====== Quoted text

The next step will be to write a Python program that executes this benchmark and then starts our gathering tool and executes the benchmark again during its 'gathering' phase.

Tuesday, November 23, 2010

XenGatherer Update

Today the XenGatherer tool got a bit more functionality, an update about this progress will be given first. This will be followed by a description of the issues that still exist. Next week we'll have a look at the overhead that running this tool causes (in particular on a CPU usage level).

The things that were added to/modified on the XenGatherer tool today:

First of all some small issues that were introduced while coding at home (without being able to run everything) were fixed (e.g. disk columns were not well formatted).
The overview of the CPU usage was made more readable (see snapshot under the blogpost).
Dom0 stats were added to the disk section of the resource usage overview. In this overview a MB/s read and write column was added (iostat provided a -m option to facilitate this).
An option to provide a file containing the vm names to monitor was added, namely "--vmfile". If this optional argument is not provided the application will now parse the 'xm list' output and use all the vms that are currently running.
After copying the 'vmlinux' kernel file to the node (and rebooting the VMs) the oprofile functionality to monitor the occurrence of cache miss and hit events worked fine. But since the generated output was rather extensive (eg for one domain there was a counter of samples for the kernel, xen, modules,...), we now take the sum of these counters (for each domain) and present these values in the overview. Note that there is still an option that can be used when the full output is preferred: "--nosumcache".

Here the topics that need further attention are listed:

First of all dom0 stats should still be added to the cache hits/misses section.
The CPU stats cause problems when the domain id crosses the 32 boundary, the XenBaked code should be optimized such that no problems arise.
Also, we should have a look whether the LLC_REF events do indicate a cache hit or whether the cache miss events should be subtracted from this number to get the number of cache hits.
And last but not least, the source code/design should be reviewed and comments should be written.

Friday, November 19, 2010

Xen Monitoring Tool (cache)

The monitoring tool now gathers information about the cache hits and misses as well, using OProfile. Through program arguments it is now possible to choose what will be monitored (e.g. --nodisk triggers the disk information to no longer be included). Also the output is formatted now, such that the columns are alligned and everything is more readable. An example of this output can be downloaded here.

Friday, November 12, 2010

Xen Monitoring Tool (disk and cpu) & Xen 4.0

On Tuesday I continued working on the monitoring app: disk and cpu metrics are now gathered and written to file. Also to make sure the tap:aio interface worked correctly when starting VMs, I had to install a newer Xen version (4.0). The way the application works now is by first calling the start operation on the XenBaked, IOStat and OProfile controllers, then a given command is executed on the specified VMs before going to sleep for the given duration. Afterwards the stop method of the controllers is called, followed by a report (write output to file) and parse (get the desired information from the output files) call for the different tools. Finally this disk, cpu and cache information is written to file. Working this way makes sure IO load is only generated after the experiment is finished, by writing to file when report is called after the monitoring has stopped. Also the tool is lightweight because the parsing of the output and creation of the actual output file can be performed on a separate machine. What's next? Finishing the prototype of the monitoring tool by completing the cache hits and misses information. And making sure the results are correct, by running the app under certain VM workloads.

============
====== Data records

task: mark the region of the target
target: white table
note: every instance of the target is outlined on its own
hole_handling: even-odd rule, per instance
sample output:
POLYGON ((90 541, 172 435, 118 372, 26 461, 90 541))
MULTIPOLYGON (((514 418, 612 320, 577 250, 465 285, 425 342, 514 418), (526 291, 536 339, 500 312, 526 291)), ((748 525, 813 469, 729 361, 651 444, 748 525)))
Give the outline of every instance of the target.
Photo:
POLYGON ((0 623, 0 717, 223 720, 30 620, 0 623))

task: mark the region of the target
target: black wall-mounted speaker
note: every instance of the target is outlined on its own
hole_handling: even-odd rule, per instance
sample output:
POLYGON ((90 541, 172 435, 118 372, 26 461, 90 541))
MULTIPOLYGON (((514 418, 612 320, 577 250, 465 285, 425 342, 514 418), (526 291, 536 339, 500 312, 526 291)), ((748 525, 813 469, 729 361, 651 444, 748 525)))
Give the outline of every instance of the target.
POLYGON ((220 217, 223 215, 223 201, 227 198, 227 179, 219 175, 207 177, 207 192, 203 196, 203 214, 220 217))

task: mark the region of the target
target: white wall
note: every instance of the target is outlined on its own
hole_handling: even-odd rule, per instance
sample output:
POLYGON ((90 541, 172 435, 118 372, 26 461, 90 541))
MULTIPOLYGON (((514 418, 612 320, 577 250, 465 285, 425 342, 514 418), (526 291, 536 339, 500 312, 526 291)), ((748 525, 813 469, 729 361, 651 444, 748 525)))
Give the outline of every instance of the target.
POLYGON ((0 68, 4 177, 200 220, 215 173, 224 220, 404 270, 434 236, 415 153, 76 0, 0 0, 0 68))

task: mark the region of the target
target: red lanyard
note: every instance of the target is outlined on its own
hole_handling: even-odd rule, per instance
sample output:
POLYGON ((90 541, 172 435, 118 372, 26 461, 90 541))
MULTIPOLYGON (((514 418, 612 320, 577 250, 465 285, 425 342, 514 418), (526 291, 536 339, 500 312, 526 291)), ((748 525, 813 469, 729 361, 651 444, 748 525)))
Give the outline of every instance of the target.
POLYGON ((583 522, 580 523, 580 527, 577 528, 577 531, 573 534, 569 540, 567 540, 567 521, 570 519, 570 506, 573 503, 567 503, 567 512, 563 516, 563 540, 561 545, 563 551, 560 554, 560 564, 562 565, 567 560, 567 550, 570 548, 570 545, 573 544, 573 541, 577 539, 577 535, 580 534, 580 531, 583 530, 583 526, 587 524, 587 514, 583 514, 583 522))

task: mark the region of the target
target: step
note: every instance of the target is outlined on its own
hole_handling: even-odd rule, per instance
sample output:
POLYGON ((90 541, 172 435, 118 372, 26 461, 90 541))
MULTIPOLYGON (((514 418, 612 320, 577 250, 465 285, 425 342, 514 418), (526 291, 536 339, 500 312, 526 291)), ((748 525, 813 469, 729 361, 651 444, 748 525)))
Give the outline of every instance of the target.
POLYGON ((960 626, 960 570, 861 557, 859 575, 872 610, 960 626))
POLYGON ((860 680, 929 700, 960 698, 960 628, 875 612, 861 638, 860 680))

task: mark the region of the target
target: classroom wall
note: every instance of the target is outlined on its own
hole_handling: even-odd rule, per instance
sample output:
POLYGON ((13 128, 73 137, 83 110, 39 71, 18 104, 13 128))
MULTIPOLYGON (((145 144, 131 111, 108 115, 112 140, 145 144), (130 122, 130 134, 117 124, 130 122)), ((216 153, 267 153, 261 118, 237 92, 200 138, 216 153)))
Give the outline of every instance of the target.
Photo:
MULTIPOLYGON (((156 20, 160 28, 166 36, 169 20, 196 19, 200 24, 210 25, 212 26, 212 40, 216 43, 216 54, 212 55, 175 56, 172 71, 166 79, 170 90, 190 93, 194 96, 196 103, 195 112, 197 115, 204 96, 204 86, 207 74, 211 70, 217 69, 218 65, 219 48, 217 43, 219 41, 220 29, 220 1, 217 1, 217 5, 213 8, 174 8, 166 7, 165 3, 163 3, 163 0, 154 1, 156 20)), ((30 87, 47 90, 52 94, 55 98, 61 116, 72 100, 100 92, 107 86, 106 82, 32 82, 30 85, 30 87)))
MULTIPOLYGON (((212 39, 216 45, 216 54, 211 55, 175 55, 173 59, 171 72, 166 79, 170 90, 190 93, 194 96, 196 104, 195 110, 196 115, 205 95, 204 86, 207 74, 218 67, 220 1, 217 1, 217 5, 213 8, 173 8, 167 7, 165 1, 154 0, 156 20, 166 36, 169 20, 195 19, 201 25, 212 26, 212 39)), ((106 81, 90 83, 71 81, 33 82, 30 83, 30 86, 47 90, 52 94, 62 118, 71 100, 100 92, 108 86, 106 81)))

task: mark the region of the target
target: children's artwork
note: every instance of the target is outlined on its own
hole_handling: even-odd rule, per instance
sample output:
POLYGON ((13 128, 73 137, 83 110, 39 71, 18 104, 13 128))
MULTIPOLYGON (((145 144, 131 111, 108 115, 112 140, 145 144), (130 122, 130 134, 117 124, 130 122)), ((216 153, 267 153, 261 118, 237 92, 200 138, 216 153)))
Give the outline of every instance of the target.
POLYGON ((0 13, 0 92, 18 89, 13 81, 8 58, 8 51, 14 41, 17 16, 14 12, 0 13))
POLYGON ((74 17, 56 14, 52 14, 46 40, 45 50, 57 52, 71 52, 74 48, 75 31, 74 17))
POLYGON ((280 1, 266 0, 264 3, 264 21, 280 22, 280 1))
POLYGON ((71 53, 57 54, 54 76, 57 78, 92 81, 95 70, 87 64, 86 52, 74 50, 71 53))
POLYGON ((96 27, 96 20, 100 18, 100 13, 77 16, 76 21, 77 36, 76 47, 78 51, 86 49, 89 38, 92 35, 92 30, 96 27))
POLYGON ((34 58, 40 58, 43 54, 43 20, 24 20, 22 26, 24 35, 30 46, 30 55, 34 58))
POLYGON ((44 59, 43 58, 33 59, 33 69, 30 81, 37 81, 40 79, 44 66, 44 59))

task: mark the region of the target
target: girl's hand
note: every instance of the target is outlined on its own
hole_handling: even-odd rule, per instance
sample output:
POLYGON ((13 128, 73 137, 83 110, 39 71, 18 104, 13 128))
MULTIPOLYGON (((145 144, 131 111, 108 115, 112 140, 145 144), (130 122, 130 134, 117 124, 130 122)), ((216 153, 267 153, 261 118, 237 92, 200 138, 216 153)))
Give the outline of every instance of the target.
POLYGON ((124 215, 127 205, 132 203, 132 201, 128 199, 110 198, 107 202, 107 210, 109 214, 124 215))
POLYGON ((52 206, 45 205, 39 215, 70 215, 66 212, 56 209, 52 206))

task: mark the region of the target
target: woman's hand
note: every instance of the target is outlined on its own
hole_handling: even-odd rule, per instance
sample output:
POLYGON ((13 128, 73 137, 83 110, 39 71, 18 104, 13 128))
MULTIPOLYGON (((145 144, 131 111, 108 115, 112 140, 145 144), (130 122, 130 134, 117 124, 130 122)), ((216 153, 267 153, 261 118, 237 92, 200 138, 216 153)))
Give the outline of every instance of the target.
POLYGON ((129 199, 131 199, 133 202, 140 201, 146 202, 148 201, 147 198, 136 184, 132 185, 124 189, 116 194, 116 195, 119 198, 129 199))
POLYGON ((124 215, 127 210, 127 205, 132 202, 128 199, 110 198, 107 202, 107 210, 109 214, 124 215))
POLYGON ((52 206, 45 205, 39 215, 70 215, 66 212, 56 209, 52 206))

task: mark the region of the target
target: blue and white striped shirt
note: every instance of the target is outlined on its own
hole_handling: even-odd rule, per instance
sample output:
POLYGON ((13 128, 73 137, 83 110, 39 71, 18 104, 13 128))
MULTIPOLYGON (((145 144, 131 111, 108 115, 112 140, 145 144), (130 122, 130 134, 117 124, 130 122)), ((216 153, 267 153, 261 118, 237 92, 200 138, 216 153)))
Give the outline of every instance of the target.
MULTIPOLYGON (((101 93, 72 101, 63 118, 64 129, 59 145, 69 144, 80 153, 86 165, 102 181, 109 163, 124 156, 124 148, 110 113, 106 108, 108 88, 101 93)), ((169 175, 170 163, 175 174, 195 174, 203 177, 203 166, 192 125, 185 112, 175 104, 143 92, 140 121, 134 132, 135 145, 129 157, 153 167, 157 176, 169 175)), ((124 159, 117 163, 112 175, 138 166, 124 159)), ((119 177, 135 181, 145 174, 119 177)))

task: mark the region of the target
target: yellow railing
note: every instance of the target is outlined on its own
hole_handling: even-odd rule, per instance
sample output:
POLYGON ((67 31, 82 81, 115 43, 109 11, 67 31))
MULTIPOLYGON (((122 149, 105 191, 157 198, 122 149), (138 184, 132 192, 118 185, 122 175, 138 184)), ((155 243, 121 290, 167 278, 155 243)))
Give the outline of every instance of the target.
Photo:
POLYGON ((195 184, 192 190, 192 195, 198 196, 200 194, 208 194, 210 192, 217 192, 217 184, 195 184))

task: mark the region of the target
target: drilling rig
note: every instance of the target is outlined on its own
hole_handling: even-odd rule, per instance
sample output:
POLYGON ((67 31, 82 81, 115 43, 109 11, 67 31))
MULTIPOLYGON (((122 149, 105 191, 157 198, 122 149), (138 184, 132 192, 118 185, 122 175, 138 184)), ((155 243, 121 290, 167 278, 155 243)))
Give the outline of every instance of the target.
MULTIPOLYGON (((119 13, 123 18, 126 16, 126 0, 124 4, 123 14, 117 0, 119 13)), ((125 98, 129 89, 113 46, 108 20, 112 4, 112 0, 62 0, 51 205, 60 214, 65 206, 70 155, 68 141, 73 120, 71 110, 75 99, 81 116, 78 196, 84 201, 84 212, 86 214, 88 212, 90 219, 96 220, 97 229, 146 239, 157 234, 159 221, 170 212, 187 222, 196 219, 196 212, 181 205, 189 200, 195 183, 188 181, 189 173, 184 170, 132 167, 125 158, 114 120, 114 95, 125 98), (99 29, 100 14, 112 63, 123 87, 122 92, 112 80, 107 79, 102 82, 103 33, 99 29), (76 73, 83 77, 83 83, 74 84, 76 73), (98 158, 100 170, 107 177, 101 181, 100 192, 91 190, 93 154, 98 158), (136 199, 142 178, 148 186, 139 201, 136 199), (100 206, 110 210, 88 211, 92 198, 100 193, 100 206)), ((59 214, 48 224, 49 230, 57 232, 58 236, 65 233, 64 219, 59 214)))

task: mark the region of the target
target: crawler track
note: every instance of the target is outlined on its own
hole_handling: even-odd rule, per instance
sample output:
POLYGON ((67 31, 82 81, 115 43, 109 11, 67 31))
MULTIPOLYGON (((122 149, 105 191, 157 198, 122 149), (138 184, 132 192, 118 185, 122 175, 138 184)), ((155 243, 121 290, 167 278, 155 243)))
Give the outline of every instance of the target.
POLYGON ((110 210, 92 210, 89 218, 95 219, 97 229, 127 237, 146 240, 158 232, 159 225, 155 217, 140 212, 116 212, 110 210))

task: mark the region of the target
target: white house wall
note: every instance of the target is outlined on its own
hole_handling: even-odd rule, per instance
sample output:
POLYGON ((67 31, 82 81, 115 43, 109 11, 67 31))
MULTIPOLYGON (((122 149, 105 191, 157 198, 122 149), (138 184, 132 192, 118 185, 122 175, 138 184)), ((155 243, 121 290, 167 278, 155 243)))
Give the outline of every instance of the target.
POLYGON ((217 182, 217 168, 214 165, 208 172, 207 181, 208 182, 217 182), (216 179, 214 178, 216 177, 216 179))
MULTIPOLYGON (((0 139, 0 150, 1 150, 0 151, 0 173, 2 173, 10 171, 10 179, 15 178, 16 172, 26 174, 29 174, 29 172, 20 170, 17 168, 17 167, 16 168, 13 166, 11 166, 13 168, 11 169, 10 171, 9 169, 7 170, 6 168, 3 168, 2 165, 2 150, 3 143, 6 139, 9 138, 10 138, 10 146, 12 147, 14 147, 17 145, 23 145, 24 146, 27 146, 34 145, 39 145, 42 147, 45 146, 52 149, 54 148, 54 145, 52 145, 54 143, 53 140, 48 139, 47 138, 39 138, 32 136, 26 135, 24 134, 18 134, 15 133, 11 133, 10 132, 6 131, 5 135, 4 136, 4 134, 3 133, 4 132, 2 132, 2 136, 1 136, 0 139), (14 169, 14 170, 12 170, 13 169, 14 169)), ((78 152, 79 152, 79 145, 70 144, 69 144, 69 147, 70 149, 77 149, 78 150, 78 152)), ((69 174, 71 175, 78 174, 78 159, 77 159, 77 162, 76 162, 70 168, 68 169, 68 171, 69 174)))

============

#### Exercise instructions
a: Return the passage from the Xen monitoring tool blog that begins at the words "XenGatherer Update" and stops after "to facilitate this).".
b: Resume the Xen monitoring tool blog from the point where it stops.

#### The responses
a:
XenGatherer Update

Today the XenGatherer tool got a bit more functionality, an update about this progress will be given first. This will be followed by a description of the issues that still exist. Next week we'll have a look at the overhead that running this tool causes (in particular on a CPU usage level).

The things that were added to/modified on the XenGatherer tool today:

First of all some small issues that were introduced while coding at home (without being able to run everything) were fixed (e.g. disk columns were not well formatted).
The overview of the CPU usage was made more readable (see snapshot under the blogpost).
Dom0 stats were added to the disk section of the resource usage overview. In this overview a MB/s read and write column was added (iostat provided a -m option to facilitate this).

b:
Sunday, November 7, 2010

Patch, IOStat & Parsing

Friday the 5th of November I first of all got the patch finally working. This wasn't working before, because I was creating a patch while the patched kernel was compiled and the original one was not (this diff resulted in an extremely large patch file).

Afterwards both Sam and I worked on the XenGatherer tool: Sam added the functionality of IOStat so now it is possible to monitor the disk usage of the virtual machines and dom0. I started parsing the ouput files, so our tool generates an output file containing only the required information.

Tuesday, November 2, 2010

OProfile => XenGatherer

I extended the XenGatherer prototype such that when it is started opcontrol starts gathering information about cache misses (event LLC_MISSES):

opcontrol --reset
opcontrol --start-daemon --event=LLC_MISSES:10000 --xen=... --vmlinux=...
opcontrol --start

When the XenGatherer tool is stopped, opcontrol is stopped as well:

opcontrol --stop
opcontrol --shutdown

And when you choose to make a report (throught the XenGatherer CLI) the retrieved information is written to file. The information gathered by OProfile is requested by the following command:

opreport event:LLC_MISSES

An updated version of the Python source files can be found here.

Wednesday, October 27, 2010

Xen(Trace/Mon/Baked) => XenGatherer

I tried to create a first version of the instrumentation app for Xen VMs that already gathers the information that is made available by XenTrace. I started by having a look at the following sources:

A tutorial which explains how to use XenTrace (and xentrace_format) and XenMon (and xenbaked) found here.
Information about the parameters that are monitored and how the tools hierarchy (see image below) can be found here.
A paper titled "XenMon: QoS Monitoring and Performance Profiling Tool". This whitepaper can be downloaded here.

While discovering the above mentioned tools I had a closer look at their implementations and decided that for the parameters I need that are made available by XenTrace I'll keep using XenBaked since it does not bring a lot of overhead (its output is stored in a binary file/shared memory). I adjusted the XenMon Python script such that it does not write to file constantly (less io interrupts) while gathering information through XenBaked. The source code can be found here.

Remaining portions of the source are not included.